DOCUMENT SECTION =>
BEGIN

These are just some notes on how Scrapy reacts to a blocked pipeline.

Firstly, Scrapy is (mostly) single threaded, it is just asynchronous and built upon the Twisted framework. See the first page of this popular Twisted intro to understand the difference. With asynchronous code, we have a single thread but the time spent on any given task is alternated. When a task starts blocking, focus is shifted to another non-blocking task, so the code in it's entirety only blocks when every task is blocked.

What does this mean for pipelines? Well let's say you used a standard python lib to write to a database synchronously, like pyodbc, then if your write to database halts (blocks) for 10s, then EVERYTHING blocks for 10s, since this is a single thread. That means no more Scrapy requests are processed, and the spider stops crawling until the block clears. To illustrate this, consider the following pipeline

 import time
 import json
class BlockingWriter(object):
    """This pipeline is just a slow JSON lines writer
       that artificially introduces a delay to test what happens
    """
    def __init__(self):
        self.file = open('tester.jl', 'wb')

    def process_item(self, item, spider):
        line = json.dumps(dict(item)) + "\n"
        spider.log("Start blocking...." )
        time.sleep(10)
        spider.log("Finished blocking...." )
        self.file.write(line)
        return item

If you add this pipeline to your ITEM_PIPELINES setting in Scrapy, then run your spider, you will see that everytime an item passes through the pipeline the whole of Scrapy just HALTS. No more crawling is done until the block is cleared and the item is flushed out of the pipeline. This is what you are doing if you just use a library like MySQLdb or pyodbc to insert data to your database. Not good.

This is the importance of using Twisted's adbapi whenever you want to write to a db in a Scrapy pipeline. See here for a good starting point (although this should probably also implement the close_spider method with a self.dbpool.close() to make sure the connection pool is properly closed. The runInteraction method will run the function passed to it (doing these blocking database operations) in a genuinely separate thread, not part of the main reactor loop. This means that Scrapy will at the same time be able to continue with the crawl and requests processing.

END

GIVEN ENTRIES =>
BEGIN

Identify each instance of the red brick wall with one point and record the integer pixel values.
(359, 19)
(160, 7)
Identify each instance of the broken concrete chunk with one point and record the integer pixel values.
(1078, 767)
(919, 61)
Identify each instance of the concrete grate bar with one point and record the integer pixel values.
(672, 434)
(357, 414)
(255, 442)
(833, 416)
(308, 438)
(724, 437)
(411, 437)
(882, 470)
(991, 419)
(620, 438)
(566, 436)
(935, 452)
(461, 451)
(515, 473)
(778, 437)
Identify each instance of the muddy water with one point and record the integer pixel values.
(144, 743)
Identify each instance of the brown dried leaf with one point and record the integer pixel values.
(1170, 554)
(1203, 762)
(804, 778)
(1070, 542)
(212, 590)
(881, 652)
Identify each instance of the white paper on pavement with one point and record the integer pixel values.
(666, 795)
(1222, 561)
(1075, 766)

END
BEGIN

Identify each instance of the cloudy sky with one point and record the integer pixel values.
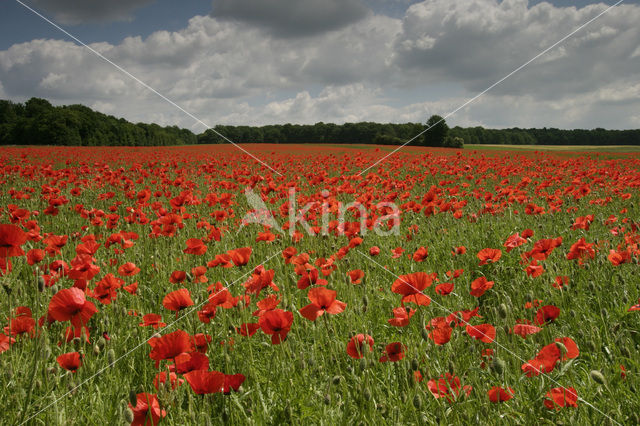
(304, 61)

END

Name every database-access library or module mentioned in the notes on blocking Scrapy pipelines.

THE COMPLETED TASK =>
pyodbc, MySQLdb, Twisted's adbapi